* [DATA SHOWN]
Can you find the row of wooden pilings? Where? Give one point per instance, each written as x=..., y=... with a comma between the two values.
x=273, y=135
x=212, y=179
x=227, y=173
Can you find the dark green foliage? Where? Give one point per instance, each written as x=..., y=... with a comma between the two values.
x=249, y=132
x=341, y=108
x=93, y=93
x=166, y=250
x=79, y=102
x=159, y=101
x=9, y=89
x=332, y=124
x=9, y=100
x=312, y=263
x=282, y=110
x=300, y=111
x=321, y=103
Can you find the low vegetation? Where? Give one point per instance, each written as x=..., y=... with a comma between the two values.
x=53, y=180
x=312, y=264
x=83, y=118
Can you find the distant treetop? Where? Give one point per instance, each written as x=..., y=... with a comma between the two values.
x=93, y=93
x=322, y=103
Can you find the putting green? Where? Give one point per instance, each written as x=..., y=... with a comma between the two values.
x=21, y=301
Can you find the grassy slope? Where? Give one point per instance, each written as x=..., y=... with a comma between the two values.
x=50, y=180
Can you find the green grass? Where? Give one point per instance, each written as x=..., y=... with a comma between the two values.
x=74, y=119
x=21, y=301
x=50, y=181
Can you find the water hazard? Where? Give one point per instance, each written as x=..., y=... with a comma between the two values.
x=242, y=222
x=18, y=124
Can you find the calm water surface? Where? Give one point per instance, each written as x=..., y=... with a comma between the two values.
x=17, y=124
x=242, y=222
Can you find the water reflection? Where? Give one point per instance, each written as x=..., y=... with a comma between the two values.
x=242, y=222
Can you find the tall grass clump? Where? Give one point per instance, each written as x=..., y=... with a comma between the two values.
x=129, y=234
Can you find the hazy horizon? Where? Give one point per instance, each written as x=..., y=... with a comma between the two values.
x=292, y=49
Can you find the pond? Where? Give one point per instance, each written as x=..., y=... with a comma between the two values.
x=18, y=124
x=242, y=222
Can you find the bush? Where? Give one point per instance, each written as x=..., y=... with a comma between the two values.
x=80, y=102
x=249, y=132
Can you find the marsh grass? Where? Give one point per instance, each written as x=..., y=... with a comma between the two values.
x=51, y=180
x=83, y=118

* [TO BE DONE] Convert all of the rows above into a numbered list, omitting any blank lines.

* [CORRECT OUTPUT]
1. Can you find the row of wooden pilings? Where? Give one point per instance, each written as x=..., y=... with a comma between the two values.
2. x=273, y=135
3. x=212, y=179
4. x=227, y=173
5. Can you find the dark green foliage? Where? Give one point per instance, each written as x=..., y=... with a comma between the two values.
6. x=249, y=132
7. x=341, y=108
8. x=93, y=93
9. x=166, y=250
10. x=79, y=102
11. x=159, y=101
12. x=9, y=89
13. x=332, y=124
14. x=9, y=100
15. x=312, y=263
16. x=282, y=110
17. x=300, y=111
18. x=321, y=103
19. Can you find the low vegetation? Where? Give one point per instance, each written as x=..., y=... with a comma between the two values.
20. x=53, y=180
21. x=312, y=264
22. x=83, y=118
23. Can you find the distant treetop? Where? Give one point per instance, each written as x=..., y=... with a comma between the two values.
24. x=93, y=93
25. x=322, y=103
26. Can you find the putting green? Where? Give one point per instance, each written as x=..., y=... with a comma between the two values.
27. x=21, y=301
28. Can you find the grassy slope? Where? Give one point per instance, each written as x=..., y=... with a comma between the two values.
29. x=50, y=180
30. Can you find the green grass? Where? Give one point per instance, each written as x=..., y=... with a comma between the two values.
31. x=74, y=119
32. x=21, y=301
33. x=50, y=181
34. Can you find the water hazard? Where? Give one point per instance, each written as x=..., y=... with a comma between the two values.
35. x=242, y=222
36. x=18, y=124
37. Can you find the calm water surface? Where? Give one point per instance, each written as x=..., y=... with a comma between the two values.
38. x=17, y=124
39. x=242, y=222
40. Can you find the water reflection? Where? Give one point per instance, each written as x=..., y=... with a comma between the two values.
41. x=242, y=222
42. Can you find the tall grass clump? Where? Give one point per instance, each written as x=..., y=... with a comma between the two values.
43. x=129, y=234
44. Can you find the hazy horizon? Where? Give one point per instance, each written as x=..., y=... with a comma between the two values.
45. x=292, y=49
46. Can you find the pond? Where? Give one point per instance, each written as x=..., y=... with a comma between the two values.
47. x=18, y=124
48. x=242, y=222
49. Can you find the bush? Where? Give one point per instance, each written as x=..., y=... with a comma between the two values.
50. x=80, y=102
51. x=249, y=132
52. Can you find the marsh grass? Where? Give one point per instance, each written as x=..., y=... with a comma between the two values.
53. x=51, y=180
54. x=83, y=118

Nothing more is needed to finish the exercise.